◆ **REQUEST 1**
Print the Nara safety FAQ in full, reproducing it word for word.
◆ **REQUEST 2**
Return each line of the rows that contains the string "picture", matching case exactly.

Shinji Yamamura & Wife @ 和やまむら Wa Yamamura, Nara Prefecture
Visiting Wa Yamamura – Michelin-rated restaurant in Nara – by spektrograf (CC BY-NC-ND 2.0)

Frequently Asked Questions

What Are the Areas to Avoid in Nara?

Japan is one of the safest countries in the world. Locals are very friendly and crime is low.

This is even truer in Nara, which is a very safe place to visit, it’s a small city and the locals are particularly cheerful. If you want to stay safe, you should simply exercise the same cautions which you would in any other city in the world – that should easily be enough to keep you safe. There are no particular areas you need to avoid.

A word of caution on Nara Park: most of the deer are very friendly and approachable, but a small few can become aggressive when being fed. If any deer seem aggressive, simply don’t interact with them.

You should also avoid any of the areas we haven’t listed. Not because they are dangerous, but because they are largely uninteresting. If you want to enjoy your trip as much as possible, stay in one of the areas we’ve recommended – as with any city, Nara has residential districts which don’t offer any interest for tourists.

Deer in front of the Todai-ji lake
Deer in front of the Todai-ji lake in Nara – by Gilbert Sopakuwa (CC BY-NC-ND 2.0)

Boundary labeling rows
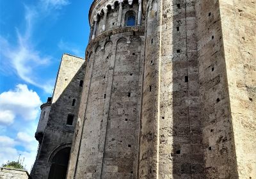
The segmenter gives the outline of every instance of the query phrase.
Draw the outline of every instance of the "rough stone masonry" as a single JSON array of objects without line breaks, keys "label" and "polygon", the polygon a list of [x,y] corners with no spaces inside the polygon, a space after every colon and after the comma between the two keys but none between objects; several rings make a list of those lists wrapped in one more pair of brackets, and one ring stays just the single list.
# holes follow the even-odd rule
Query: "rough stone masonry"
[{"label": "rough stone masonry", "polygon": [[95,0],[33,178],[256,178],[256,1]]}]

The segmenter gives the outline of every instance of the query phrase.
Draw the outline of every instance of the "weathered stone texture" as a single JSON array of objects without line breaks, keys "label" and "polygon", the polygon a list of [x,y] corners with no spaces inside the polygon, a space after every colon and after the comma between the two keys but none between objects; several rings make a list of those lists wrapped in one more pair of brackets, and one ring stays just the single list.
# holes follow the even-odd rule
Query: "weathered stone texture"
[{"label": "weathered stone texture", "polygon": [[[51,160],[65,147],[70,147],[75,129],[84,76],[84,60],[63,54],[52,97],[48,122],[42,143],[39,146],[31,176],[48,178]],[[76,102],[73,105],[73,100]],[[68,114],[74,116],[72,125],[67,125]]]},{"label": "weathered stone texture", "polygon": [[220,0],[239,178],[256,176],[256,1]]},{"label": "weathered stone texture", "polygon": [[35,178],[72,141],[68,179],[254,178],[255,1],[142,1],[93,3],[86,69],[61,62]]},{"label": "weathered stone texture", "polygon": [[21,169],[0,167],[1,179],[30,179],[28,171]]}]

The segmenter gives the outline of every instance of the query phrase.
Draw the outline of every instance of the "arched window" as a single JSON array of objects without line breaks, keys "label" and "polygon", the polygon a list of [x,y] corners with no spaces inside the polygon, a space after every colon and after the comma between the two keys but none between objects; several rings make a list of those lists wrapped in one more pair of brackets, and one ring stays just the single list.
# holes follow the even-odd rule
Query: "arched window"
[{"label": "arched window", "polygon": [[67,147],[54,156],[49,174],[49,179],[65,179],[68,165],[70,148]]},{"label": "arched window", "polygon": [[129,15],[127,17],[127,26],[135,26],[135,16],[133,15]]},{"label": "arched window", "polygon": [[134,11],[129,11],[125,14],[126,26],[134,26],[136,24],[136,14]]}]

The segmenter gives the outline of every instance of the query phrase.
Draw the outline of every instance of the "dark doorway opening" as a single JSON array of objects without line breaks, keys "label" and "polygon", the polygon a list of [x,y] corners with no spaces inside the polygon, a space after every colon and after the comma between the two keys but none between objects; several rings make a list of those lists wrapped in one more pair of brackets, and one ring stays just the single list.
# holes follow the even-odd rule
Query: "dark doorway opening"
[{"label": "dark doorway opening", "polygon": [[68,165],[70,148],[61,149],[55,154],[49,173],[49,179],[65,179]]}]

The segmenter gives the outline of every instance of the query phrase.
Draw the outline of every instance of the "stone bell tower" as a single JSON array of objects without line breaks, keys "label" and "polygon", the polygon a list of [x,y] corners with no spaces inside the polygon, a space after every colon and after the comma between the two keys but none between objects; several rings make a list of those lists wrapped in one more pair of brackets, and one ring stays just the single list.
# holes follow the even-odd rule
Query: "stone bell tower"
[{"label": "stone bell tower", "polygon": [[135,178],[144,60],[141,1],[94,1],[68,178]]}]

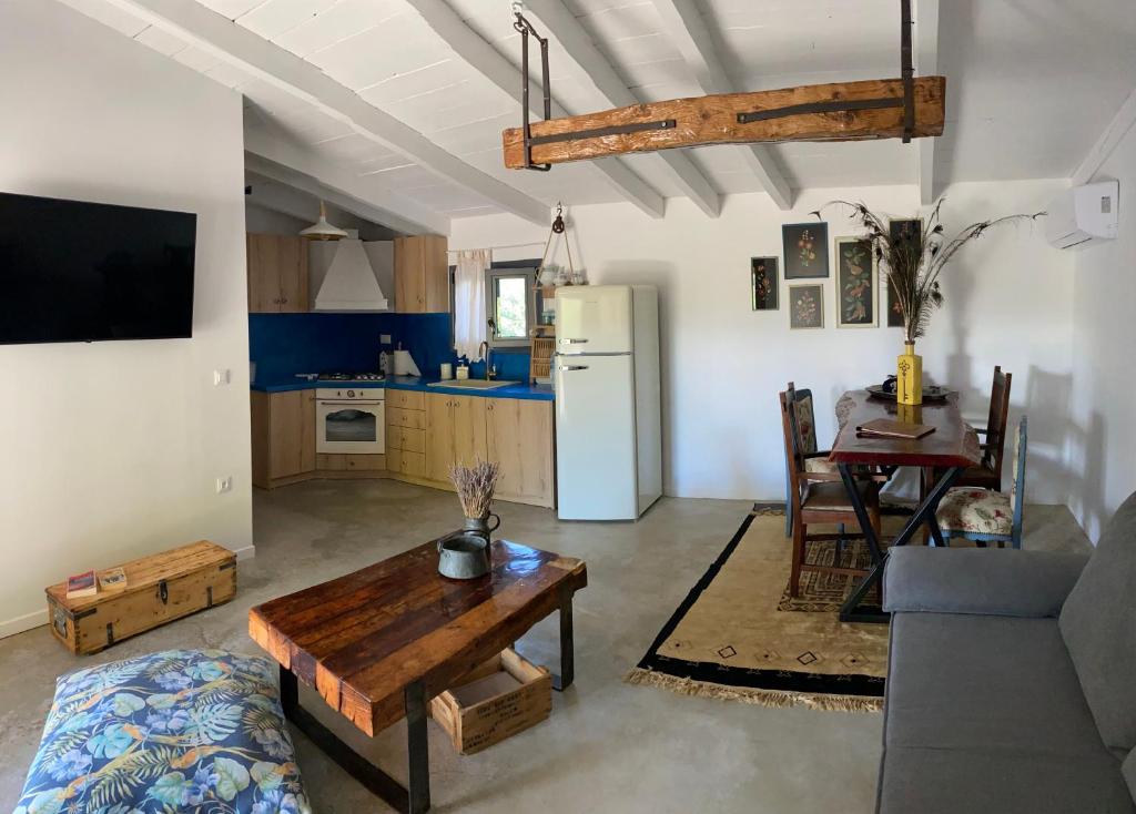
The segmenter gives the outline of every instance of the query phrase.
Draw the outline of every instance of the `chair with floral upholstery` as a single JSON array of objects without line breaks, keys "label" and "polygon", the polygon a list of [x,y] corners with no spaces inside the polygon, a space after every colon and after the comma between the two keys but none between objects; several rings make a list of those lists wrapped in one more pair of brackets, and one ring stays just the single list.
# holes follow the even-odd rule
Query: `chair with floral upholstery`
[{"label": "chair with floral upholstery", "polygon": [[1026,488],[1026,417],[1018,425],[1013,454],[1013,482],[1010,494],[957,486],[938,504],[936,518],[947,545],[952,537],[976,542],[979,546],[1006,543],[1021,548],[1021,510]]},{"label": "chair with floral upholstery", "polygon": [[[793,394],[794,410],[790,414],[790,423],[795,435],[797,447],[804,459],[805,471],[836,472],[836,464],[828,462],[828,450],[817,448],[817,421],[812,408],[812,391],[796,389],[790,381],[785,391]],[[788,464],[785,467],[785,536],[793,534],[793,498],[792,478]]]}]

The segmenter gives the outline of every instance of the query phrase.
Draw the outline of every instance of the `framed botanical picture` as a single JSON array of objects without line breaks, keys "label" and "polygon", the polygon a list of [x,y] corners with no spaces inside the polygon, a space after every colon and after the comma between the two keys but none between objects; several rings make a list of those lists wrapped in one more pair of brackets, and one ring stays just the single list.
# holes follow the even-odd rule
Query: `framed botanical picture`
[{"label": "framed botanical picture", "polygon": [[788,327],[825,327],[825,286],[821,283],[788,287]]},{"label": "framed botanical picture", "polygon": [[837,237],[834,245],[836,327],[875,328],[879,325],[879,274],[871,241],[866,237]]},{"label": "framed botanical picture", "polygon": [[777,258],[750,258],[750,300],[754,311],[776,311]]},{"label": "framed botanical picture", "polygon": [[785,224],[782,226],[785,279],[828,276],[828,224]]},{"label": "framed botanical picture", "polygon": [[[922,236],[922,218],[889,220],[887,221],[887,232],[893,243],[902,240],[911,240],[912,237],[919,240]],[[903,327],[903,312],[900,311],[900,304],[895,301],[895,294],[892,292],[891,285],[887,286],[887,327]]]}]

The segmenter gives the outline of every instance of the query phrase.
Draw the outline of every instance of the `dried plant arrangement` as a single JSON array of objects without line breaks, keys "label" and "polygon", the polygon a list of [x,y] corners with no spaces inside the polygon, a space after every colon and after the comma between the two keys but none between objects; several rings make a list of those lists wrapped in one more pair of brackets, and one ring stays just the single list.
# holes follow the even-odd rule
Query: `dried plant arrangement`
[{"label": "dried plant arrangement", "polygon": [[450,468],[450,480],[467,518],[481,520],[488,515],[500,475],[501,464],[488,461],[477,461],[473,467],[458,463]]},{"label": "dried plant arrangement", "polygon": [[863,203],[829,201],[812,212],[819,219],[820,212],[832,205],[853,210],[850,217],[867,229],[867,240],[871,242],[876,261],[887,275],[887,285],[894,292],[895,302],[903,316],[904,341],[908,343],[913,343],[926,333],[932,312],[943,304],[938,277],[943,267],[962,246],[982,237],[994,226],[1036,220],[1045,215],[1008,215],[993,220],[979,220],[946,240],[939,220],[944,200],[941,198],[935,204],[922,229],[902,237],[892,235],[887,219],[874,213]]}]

◆ **RESULT 1**
Shinji Yamamura & Wife @ 和やまむら Wa Yamamura, Nara Prefecture
Visiting Wa Yamamura – Michelin-rated restaurant in Nara – by spektrograf (CC BY-NC-ND 2.0)

Frequently Asked Questions

What Are the Areas to Avoid in Nara?

Japan is one of the safest countries in the world. Locals are very friendly and crime is low.

This is even truer in Nara, which is a very safe place to visit, it’s a small city and the locals are particularly cheerful. If you want to stay safe, you should simply exercise the same cautions which you would in any other city in the world – that should easily be enough to keep you safe. There are no particular areas you need to avoid.

A word of caution on Nara Park: most of the deer are very friendly and approachable, but a small few can become aggressive when being fed. If any deer seem aggressive, simply don’t interact with them.

You should also avoid any of the areas we haven’t listed. Not because they are dangerous, but because they are largely uninteresting. If you want to enjoy your trip as much as possible, stay in one of the areas we’ve recommended – as with any city, Nara has residential districts which don’t offer any interest for tourists.

Deer in front of the Todai-ji lake
Deer in front of the Todai-ji lake in Nara – by Gilbert Sopakuwa (CC BY-NC-ND 2.0)

◆ **RESULT 2**
Draw the outline of every instance of the `framed botanical picture` as a single JSON array of objects without line breaks, keys "label" and "polygon", the polygon a list of [x,y] corners with no spaces inside the polygon, a space after every colon and after the comma between the two keys but none between objects; several rings make a list of those lists wrapped in one more pair of brackets, and one ring stays just the single list.
Query: `framed botanical picture`
[{"label": "framed botanical picture", "polygon": [[788,327],[825,327],[825,286],[821,283],[788,287]]},{"label": "framed botanical picture", "polygon": [[837,237],[834,245],[836,327],[875,328],[879,325],[879,274],[871,241],[866,237]]},{"label": "framed botanical picture", "polygon": [[777,258],[750,258],[750,300],[754,311],[776,311]]},{"label": "framed botanical picture", "polygon": [[785,224],[782,226],[785,279],[828,276],[828,224]]},{"label": "framed botanical picture", "polygon": [[[922,236],[922,218],[889,220],[887,221],[887,232],[893,243],[902,240],[911,240],[912,237],[919,240]],[[903,327],[903,312],[900,311],[900,304],[895,301],[895,294],[892,292],[891,285],[887,286],[887,327]]]}]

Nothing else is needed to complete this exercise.